------ 文書本文 ------

新型コロナウイルス感染症が起こり始めて、2年半も経ってしまいました。現在もまだ収束には至っておらず、このままコロナウイルスと共生していかなくてはいけないのかもしれません。
ウイルスや細菌などについてはさまざまの研究がなされていますが、今回は細菌について述べたいと思います。細菌は地球上の生物の1/2~1/3を占めているとされています。それは我々人間の体も例外ではなく、外部環境と接する皮膚や粘膜面には、膨大な数の共生細菌群(常在細菌叢)が定着しています。(下の表に体の各部位のおおよその菌の桁数をまとめてあります)特に大腸は細菌の生育に最適な環境であり、地球上のあらゆる環境中でもとびぬけた高密度で細菌群が棲息(せいそく)するとされています。その数は40兆個以上とされ、宿主の人間の細胞数よりも多いのです。また、細菌の数だけでなく、その多様性が人の健康にどのように影響しているのか。これまで多くの研究報告では、様々な菌の種類がバランスよく存在することがメリットをもたらし、病気になるときにはその多様性が低下することが報告されています。例えば、特定の菌が腸内で増殖すると相対的に菌数が減少します。これは病気の人に多く見られる状態です。一方でさまざまな種類の菌がいると多くのことに対応できる状況になるのです。

------

上に示した細菌に関する文章について、「新型コロナウイルス感染症が起」から「対応できる状況になるのです。」までのすべてを、「大腸」を「結腸」に置き換えて記してください。

------ 資料抜粋 ------

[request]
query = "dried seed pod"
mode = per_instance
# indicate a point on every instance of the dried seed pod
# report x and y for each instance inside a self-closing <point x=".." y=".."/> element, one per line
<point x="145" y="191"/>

------

▸ **本課題の解答**
新型コロナウイルス感染症が起こり始めて、2年半も経ってしまいました。現在もまだ収束には至っておらず、このままコロナウイルスと共生していかなくてはいけないのかもしれません。
ウイルスや細菌などについてはさまざまの研究がなされていますが、今回は細菌について述べたいと思います。細菌は地球上の生物の1/2~1/3を占めているとされています。それは我々人間の体も例外ではなく、外部環境と接する皮膚や粘膜面には、膨大な数の共生細菌群(常在細菌叢)が定着しています。(下の表に体の各部位のおおよその菌の桁数をまとめてあります)特に結腸は細菌の生育に最適な環境であり、地球上のあらゆる環境中でもとびぬけた高密度で細菌群が棲息(せいそく)するとされています。その数は40兆個以上とされ、宿主の人間の細胞数よりも多いのです。また、細菌の数だけでなく、その多様性が人の健康にどのように影響しているのか。これまで多くの研究報告では、様々な菌の種類がバランスよく存在することがメリットをもたらし、病気になるときにはその多様性が低下することが報告されています。例えば、特定の菌が腸内で増殖すると相対的に菌数が減少します。これは病気の人に多く見られる状態です。一方でさまざまな種類の菌がいると多くのことに対応できる状況になるのです。